• _WHAT THE TASK REQUIRES_
All the entries need to be duplicated exactly, with the pictures omitted.

--- PROVIDED ENTRIES ---

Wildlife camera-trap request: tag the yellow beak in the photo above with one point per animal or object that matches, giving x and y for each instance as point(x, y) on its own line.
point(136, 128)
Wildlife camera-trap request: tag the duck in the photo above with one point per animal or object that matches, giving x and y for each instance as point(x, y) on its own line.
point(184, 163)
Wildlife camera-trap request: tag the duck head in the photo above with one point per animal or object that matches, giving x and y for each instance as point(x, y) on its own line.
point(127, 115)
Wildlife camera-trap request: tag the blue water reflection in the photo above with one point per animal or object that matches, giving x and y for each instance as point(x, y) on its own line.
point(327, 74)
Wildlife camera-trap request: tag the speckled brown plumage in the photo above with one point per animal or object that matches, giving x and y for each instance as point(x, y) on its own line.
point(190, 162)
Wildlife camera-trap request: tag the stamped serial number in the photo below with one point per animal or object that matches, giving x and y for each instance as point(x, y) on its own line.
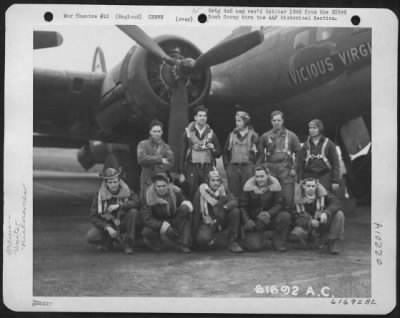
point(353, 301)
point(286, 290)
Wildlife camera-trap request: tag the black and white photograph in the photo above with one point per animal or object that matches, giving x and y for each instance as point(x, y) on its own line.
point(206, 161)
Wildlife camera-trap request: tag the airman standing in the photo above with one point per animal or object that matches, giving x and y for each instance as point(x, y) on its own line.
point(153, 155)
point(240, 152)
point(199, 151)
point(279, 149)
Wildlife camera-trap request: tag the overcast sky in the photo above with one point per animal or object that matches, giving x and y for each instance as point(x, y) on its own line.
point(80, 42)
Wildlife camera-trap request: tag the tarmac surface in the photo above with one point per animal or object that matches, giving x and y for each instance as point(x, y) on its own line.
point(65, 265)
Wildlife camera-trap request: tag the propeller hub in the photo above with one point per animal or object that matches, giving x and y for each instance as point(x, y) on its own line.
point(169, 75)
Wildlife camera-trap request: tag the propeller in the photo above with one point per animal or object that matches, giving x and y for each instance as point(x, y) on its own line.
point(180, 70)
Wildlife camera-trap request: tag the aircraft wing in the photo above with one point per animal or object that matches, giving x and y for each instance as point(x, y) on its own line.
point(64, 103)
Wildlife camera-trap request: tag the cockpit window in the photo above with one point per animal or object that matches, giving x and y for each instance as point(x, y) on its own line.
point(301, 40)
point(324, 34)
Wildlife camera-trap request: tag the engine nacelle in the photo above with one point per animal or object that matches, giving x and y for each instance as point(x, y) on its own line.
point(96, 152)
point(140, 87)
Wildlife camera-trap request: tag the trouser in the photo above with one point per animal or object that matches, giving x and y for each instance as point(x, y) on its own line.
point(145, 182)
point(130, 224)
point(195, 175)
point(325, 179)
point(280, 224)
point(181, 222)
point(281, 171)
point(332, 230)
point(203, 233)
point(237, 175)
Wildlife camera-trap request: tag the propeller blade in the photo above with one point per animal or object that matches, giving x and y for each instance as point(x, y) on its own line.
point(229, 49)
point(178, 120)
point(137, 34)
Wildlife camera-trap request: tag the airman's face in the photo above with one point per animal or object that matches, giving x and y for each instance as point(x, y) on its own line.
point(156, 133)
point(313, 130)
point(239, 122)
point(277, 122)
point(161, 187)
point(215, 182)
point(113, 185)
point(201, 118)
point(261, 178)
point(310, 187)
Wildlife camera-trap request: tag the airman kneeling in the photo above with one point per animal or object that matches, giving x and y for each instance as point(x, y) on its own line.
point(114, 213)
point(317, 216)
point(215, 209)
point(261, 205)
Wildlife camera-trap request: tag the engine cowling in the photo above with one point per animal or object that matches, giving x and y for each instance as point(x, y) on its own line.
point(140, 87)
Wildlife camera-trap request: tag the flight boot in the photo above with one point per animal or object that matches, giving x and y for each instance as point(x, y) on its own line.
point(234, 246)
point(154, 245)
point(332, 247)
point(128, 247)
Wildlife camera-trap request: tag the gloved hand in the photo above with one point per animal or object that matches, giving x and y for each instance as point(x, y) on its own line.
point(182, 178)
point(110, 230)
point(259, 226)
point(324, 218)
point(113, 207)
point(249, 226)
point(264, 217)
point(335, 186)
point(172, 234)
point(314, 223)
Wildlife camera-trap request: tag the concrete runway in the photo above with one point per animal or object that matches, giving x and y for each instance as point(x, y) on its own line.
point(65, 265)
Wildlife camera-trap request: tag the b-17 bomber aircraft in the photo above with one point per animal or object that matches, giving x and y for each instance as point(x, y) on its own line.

---

• _EXERCISE OUTPUT_
Wildlife camera-trap request: tag the yellow beak in the photo above with one point per animal or object that matches, giving x and y for each instance as point(x, y) on its own line.
point(136, 128)
Wildlife camera-trap request: tag the duck in the photo above with one point per animal or object that matches, giving x and y for each instance as point(x, y) on its own line.
point(184, 163)
Wildlife camera-trap request: tag the duck head in the photo above with one point per animal or object that matches, giving x and y for each instance as point(x, y) on its own line.
point(127, 115)
Wildlife camera-trap request: tag the blue water reflection in the photo above with one point per animal or object that matches, giving x and y for each instance as point(x, y) on its own line.
point(327, 74)
Wildlife camera-trap request: tag the speckled brown plumage in the photo above with one point per animal or object that matches, giving x and y for each instance as point(x, y) on its own line.
point(190, 162)
Wildlife camera-trap request: tag the stamped serial number in the photo below with one point per animal or object that matches, giving x and y for each instance as point(x, y) on its own line.
point(353, 301)
point(286, 290)
Wildlife camera-trap request: tag the black and white photograph in the photo above with one point per animal or object that matches, giving x and y for each instance as point(x, y) on its own line.
point(206, 161)
Wildlife camera-trap request: tag the airman standing in the photo above with one point per animal or object that matches, giving x and y for each instance as point(x, y) on its own line.
point(153, 155)
point(240, 152)
point(199, 151)
point(279, 149)
Wildlife camera-trap request: tag the overcast sky in the photo above with one point per animal or object that matches, giving x and y for each instance as point(x, y) on its own line.
point(80, 42)
Wildlife camera-trap request: tag the tarmac surface in the photo above with one point per animal or object that matches, giving x and y for each instance as point(x, y) on its own line.
point(65, 265)
Wildlife camera-trap request: tag the propeller hub in the photo above with one point per animal or object that matches, giving x and y for each instance as point(x, y) on its own line.
point(169, 75)
Wildlife camera-trap request: tag the propeller in the photo above with one point per animal or object that matches, giving x and y for each instance as point(x, y) on its own line.
point(180, 70)
Wildlife camera-trap request: tag the aircraft wing in the photo above with one point per animal or object that matches, giving x and y for each instance as point(x, y) on its own line.
point(64, 103)
Wildlife camera-trap request: tag the cockpit window in the photo above with one point per animal or object that matches, giving x and y for each instance as point(x, y) on its own line.
point(301, 40)
point(324, 34)
Wildlife camera-trap request: tag the engine nacelle in the photo above with one point per animal or object that matches, giving x and y for each instance as point(x, y) on its own line.
point(96, 152)
point(140, 87)
Wildlife camera-trap request: tag the trouser in the photo above with one point per animal or object that matches, giving x and y for each instance as point(x, y) on its own line.
point(145, 182)
point(130, 224)
point(195, 175)
point(325, 179)
point(280, 224)
point(181, 222)
point(281, 171)
point(332, 230)
point(203, 233)
point(237, 175)
Wildlife camera-trap request: tag the propeller blade in the photo above with one point per animal or object that matches, giving x and y for each instance as point(x, y) on its own line.
point(229, 49)
point(178, 120)
point(137, 34)
Wildlife camera-trap request: tag the airman's face in the photo above with one point per animal or object that matches, giving x and y for each instance as point(x, y) on its own line.
point(156, 133)
point(313, 130)
point(239, 122)
point(277, 122)
point(161, 187)
point(215, 182)
point(113, 185)
point(201, 118)
point(261, 178)
point(310, 187)
Wildlife camera-trap request: tag the airman kneeling in the photo above with one point per animal or object that matches, giving x and y for each instance as point(x, y) on its own line.
point(114, 213)
point(317, 216)
point(215, 209)
point(261, 205)
Wildlife camera-trap request: tag the engine cowling in the photo above with one point per animal or object that matches, giving x and y for each instance as point(x, y) on its own line.
point(140, 87)
Wildlife camera-trap request: tag the flight boot in the photo above with one point per animal or object that matches, giving x and y for each instance as point(x, y) on its own line.
point(234, 246)
point(154, 245)
point(332, 247)
point(128, 247)
Wildlife camera-trap request: tag the gloved hand in the photo above with one point per animal or object that matches, giving x and y for each instance as point(x, y) on its own line.
point(182, 178)
point(110, 230)
point(259, 226)
point(324, 218)
point(113, 207)
point(249, 226)
point(264, 217)
point(335, 186)
point(172, 234)
point(314, 223)
Wildlife camera-trap request: tag the concrete runway in the photo above with one point per animal or object that matches, giving x and y for each instance as point(x, y) on its own line.
point(65, 265)
Wildlife camera-trap request: tag the b-17 bomber aircraft in the photo above with one point per animal or object that matches, giving x and y for each instance as point(x, y) on its own line.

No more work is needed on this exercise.